Colliers International in Greater Phoenix released its Medical Office Research and Forecast Report for first quarter 2016.

Conditions were mixed in the Greater Phoenix medical office market in the first quarter. Vacancy ticked lower, but the rate rose in on-campus buildings. Across the market, rents dipped in the first quarter, but have inched higher over the past year. This uneven performance in medical office conditions is in contrast to the overall office market.

While the healthcare business model has been undergoing changes in recent years, tenant demand for medical office buildings has been on the rise. In Greater Phoenix, net absorption has been positive in each of the past six years, averaging more than 200,000 square feet annually.

That trend continued in the first quarter, with tenants moving into a net of more than 95,000 square feet. Much of the net absorption and new development is concentrated in the West Valley, as healthcare providers position themselves in the path of future population growth.

Tenant demand for medical office space will strengthen in response to accelerating employment expansion and rising population growth. After slowing in the aftermath of the recession, local population growth accelerated to 2 percent per year in 2014 and 2015, and the pace of expansion is forecast to average 2.5 percent annually over the next few years. This influx of new residents will drive demand for healthcare and tenant demand for medical office space.

Vacancy:

  • The vacancy rate in the medical office market dipped 20 basis points to 16.7 percent in the first few months of the year, and the rate is 120 basis points lower than one year ago.
  • Vacancy trends in on-campus buildings edged higher to start 2016, ending the first quarter at 18.7 percent, the second straight quarter where the rate has pushed higher. Despite the recent upticks, vacancy is 90 basis points lower than one year ago.
  • Vacancy in off-campus buildings ended the first quarter at 16.1 percent, 50 basis points lower than at the end of 2015. The rate has improved by 140 basis points over the past year, and is 290 basis points lower than it was 24 months ago.

Rents:

  • Rent trends have been uneven, rising in the second half of 2015 but ticking 0.7 percent lower in the first quarter of 2016. The average asking rent was $22.50 per square foot in the first quarter, up 1.6 percent year over year.
  • The on-campus buildings are outperforming the market as a whole. Asking rents in on-campus buildings have advanced 2.6 percent in the past year to $25.35 per square foot.
------------------------------------------------------------
#### TO DO:
1 – Answer the following from the Phoenix medical office report:
(a) What was the average asking rent per square foot in the first quarter?
(b) At what vacancy rate did off-campus buildings end the first quarter?
(c) What net amount of space did tenants move into during the first quarter?
2 – Transcribe a passage from the Phoenix medical office report verbatim, beginning at the words "Tenant demand for medical office space will" and stopping after the words "medical office space.".
------------------------------------------------------------
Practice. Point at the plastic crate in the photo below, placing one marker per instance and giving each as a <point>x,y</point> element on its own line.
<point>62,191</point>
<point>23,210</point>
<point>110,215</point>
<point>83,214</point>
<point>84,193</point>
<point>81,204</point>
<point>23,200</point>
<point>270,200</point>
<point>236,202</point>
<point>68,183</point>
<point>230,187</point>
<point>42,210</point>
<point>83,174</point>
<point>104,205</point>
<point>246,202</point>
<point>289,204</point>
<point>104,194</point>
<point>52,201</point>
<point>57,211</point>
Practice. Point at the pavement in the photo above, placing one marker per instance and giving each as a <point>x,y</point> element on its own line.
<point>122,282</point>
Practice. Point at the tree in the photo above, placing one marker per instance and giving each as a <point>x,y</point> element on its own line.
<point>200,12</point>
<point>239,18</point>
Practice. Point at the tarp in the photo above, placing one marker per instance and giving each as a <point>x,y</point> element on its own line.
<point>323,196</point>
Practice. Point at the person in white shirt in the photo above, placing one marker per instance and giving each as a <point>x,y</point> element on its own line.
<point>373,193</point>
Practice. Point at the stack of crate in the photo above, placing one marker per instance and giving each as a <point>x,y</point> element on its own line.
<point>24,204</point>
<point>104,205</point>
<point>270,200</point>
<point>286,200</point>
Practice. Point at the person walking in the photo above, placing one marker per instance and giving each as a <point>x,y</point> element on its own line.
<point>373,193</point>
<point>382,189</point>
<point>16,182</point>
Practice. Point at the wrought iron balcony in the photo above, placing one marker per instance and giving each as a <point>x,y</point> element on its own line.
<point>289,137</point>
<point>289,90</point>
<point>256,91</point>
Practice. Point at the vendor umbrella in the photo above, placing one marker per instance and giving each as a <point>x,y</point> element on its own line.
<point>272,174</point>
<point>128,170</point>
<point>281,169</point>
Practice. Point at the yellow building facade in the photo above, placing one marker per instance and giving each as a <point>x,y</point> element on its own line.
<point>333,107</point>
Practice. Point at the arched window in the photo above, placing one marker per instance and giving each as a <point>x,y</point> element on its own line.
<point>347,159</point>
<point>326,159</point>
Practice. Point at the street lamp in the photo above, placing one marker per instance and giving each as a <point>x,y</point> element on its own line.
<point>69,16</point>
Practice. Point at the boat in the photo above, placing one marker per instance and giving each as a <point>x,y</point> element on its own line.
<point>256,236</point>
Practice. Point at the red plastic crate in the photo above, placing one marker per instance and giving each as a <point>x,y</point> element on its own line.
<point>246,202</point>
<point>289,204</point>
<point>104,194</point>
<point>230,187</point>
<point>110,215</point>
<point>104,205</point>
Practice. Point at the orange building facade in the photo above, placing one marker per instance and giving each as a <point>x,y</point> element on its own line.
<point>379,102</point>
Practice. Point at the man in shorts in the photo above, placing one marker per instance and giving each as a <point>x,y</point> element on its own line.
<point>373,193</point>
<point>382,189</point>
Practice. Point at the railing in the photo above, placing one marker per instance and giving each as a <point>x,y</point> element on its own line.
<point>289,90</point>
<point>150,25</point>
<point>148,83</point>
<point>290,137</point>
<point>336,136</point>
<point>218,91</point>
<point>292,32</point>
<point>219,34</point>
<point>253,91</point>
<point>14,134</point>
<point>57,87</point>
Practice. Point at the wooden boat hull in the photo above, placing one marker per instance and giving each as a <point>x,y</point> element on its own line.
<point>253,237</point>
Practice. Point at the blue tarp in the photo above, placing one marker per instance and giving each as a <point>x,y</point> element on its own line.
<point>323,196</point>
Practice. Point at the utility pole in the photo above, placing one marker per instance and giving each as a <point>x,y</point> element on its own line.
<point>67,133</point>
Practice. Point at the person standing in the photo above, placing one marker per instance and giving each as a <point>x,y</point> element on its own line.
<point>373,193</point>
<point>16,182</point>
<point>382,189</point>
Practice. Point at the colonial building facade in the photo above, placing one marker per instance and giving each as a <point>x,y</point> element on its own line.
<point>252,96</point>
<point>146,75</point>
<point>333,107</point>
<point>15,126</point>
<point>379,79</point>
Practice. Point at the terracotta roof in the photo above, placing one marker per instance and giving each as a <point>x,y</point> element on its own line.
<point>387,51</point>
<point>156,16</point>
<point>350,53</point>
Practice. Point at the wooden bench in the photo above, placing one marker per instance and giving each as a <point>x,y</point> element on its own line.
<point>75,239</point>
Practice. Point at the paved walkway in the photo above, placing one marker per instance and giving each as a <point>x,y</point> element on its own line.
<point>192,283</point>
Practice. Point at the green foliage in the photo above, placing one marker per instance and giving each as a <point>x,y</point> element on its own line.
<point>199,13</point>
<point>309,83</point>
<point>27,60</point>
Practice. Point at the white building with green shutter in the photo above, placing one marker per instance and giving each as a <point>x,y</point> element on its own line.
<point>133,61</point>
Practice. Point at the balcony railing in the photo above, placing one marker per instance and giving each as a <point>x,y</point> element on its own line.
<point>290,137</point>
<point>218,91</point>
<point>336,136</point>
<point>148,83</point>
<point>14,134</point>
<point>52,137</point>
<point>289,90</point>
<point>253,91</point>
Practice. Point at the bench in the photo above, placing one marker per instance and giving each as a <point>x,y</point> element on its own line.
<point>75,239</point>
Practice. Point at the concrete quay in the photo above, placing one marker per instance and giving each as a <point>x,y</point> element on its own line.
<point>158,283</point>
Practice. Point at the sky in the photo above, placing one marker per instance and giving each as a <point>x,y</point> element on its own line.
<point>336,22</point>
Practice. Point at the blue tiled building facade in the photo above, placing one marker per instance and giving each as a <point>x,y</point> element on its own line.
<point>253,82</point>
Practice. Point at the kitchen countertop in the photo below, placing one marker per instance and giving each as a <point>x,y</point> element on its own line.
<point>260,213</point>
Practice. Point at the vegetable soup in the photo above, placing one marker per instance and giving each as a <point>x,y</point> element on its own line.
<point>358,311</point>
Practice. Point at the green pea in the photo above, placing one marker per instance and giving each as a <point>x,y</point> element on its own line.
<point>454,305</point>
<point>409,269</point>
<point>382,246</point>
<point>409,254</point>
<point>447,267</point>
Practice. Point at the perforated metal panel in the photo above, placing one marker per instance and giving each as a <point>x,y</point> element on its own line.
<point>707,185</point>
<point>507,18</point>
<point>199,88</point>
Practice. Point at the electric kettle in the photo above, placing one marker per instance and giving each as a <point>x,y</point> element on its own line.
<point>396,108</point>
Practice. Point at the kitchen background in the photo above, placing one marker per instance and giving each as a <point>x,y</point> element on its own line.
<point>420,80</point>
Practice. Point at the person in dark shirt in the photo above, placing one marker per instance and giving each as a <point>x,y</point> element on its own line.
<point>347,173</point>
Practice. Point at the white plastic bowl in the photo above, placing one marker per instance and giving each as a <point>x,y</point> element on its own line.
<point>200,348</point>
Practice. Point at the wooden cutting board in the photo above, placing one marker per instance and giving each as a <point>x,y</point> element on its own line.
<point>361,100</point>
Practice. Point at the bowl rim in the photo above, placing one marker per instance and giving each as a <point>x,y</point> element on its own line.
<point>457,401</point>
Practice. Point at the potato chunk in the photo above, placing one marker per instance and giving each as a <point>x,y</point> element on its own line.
------------------------------------------------------------
#### TASK RESPONSES:
1 –
(a) $22.50 per square foot
(b) 16.1 percent
(c) More than 95,000 square feet

2 –
Tenant demand for medical office space will strengthen in response to accelerating employment expansion and rising population growth. After slowing in the aftermath of the recession, local population growth accelerated to 2 percent per year in 2014 and 2015, and the pace of expansion is forecast to average 2.5 percent annually over the next few years. This influx of new residents will drive demand for healthcare and tenant demand for medical office space.